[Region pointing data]
§ §
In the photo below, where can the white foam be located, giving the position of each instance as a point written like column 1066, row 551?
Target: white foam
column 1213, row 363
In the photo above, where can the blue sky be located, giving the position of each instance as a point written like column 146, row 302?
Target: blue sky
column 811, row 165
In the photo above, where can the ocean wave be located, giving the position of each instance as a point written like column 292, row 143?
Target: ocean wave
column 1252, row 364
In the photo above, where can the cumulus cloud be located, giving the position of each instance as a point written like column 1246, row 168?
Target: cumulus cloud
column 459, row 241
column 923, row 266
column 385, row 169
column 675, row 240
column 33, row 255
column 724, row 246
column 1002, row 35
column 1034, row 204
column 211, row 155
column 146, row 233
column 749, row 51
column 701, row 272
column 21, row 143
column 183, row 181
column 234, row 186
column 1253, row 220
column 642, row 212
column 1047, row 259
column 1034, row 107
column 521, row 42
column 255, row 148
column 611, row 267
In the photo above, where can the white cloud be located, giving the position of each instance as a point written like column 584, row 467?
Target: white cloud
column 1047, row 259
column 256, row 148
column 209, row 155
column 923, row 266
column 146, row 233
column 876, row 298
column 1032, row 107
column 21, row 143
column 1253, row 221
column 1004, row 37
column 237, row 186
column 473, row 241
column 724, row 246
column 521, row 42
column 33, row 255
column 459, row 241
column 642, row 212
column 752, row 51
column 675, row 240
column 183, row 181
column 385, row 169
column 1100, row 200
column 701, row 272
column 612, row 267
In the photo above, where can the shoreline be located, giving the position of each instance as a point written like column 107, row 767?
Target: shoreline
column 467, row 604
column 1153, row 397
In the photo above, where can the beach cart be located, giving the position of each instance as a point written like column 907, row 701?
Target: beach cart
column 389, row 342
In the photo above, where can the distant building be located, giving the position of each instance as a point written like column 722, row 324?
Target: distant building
§ §
» **YOUR TASK**: The answer must be the line containing "In the photo above, where can the beach" and every line after it through the last line of the records above, repeated exactly.

» **PROBLEM SOLUTION**:
In the photo above, where can the beach cart be located, giving the position of each instance as a point written like column 907, row 701?
Target: beach cart
column 389, row 342
In the photo above, where can the distant building be located, giving the position of each instance as a point written like column 722, row 324?
Target: distant building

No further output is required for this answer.